[Opening EXERCISE DATA section]
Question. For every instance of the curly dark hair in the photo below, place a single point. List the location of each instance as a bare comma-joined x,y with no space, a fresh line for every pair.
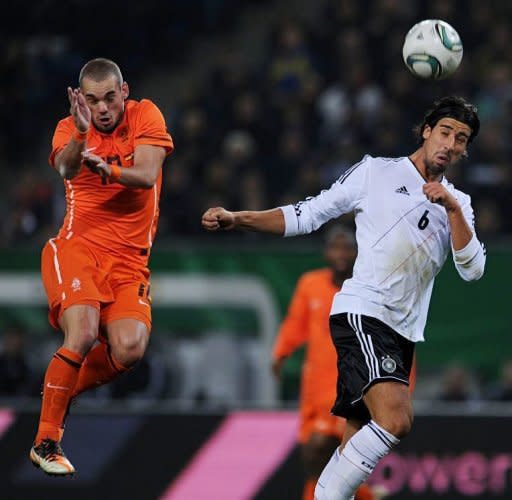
455,107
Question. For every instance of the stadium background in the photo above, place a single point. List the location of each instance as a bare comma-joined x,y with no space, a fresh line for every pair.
268,101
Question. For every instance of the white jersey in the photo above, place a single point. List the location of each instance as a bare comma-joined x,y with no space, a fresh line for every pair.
403,240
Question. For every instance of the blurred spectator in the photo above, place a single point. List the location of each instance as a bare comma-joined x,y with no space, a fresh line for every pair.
319,90
503,389
15,375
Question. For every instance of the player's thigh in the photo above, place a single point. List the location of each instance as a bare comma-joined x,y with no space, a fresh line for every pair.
72,275
131,300
80,324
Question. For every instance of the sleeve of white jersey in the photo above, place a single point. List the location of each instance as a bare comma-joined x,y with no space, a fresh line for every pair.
342,197
470,260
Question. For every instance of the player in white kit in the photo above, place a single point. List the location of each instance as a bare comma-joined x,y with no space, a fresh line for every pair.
408,218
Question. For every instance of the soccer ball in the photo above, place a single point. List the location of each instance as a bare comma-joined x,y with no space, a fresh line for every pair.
432,49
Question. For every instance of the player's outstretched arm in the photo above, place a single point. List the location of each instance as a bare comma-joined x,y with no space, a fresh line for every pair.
468,253
148,161
265,221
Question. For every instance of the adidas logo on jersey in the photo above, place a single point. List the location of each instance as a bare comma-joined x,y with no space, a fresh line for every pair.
402,190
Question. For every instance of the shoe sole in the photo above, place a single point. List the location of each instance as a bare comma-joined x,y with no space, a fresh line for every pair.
[Closing EXERCISE DATA section]
EXERCISE AIM: All that is needed is an exact copy of the entries above, minus the pictures.

WORKED SOLUTION:
Question. For every instance of the curly dark hair in the photo below, place a single point. List the location of each instance as a bare comma-joined x,y with no space, a fresh line for every pair.
455,107
Question. For every instance of the stadium background in the photo above, place a single point. List the location of each instance as a bare comma-joined x,y with no space, a fresh line for every pair.
268,101
Question. For every instance of the white jersey in the photo above, place a single point. List the location of each instance as a bare comma-joined x,y with no space, a fresh line for every pair.
403,240
Question. For every instance of the blurred spectator in the photo above, place a single point. List the location of each instance as a bare comma-joined x,y with no space, a fresh line for every pair.
319,90
503,389
15,375
Question. For every instance of the player's thigh in the photo above, place a single point. List the location of each instance as a bare comma-joined x,y with no space, a fresh line for every pair.
72,275
131,300
80,324
Question. For every instance of the sleeve of white jersey in the photo above, place a single point. List the location of each instance as a bare comma-joined x,y with no space, a fresh line for every pair.
342,197
470,260
Question. For every instance of the player in white kit in the photo above, place a single point. List the location of each instance as a bare comma-joined x,y with no space, a fresh line for every pair.
408,218
Question. For every instance of the soccer ball in the photo above, place a single point. List the location of each instance as a bare comma-joined x,y with no space, a fresh line for every pair.
432,49
Question. For every instance of the player's outstretched arm in the photo above, place a single point. List the location of each instance as a bare comma-joined x,y with no space, a fresh line for every pair.
468,253
148,161
265,221
Question. For every instance of the adidas logo on jersey in the photo above, place a single point. List the location of each instance as a bare comma-joined x,y with no space, a fresh line for every pair.
402,190
Question. For every instance of the shoe sole in the photo above, place a single point. List the location of each instance as a bare comma-joined x,y with no space, a fresh line for every pair.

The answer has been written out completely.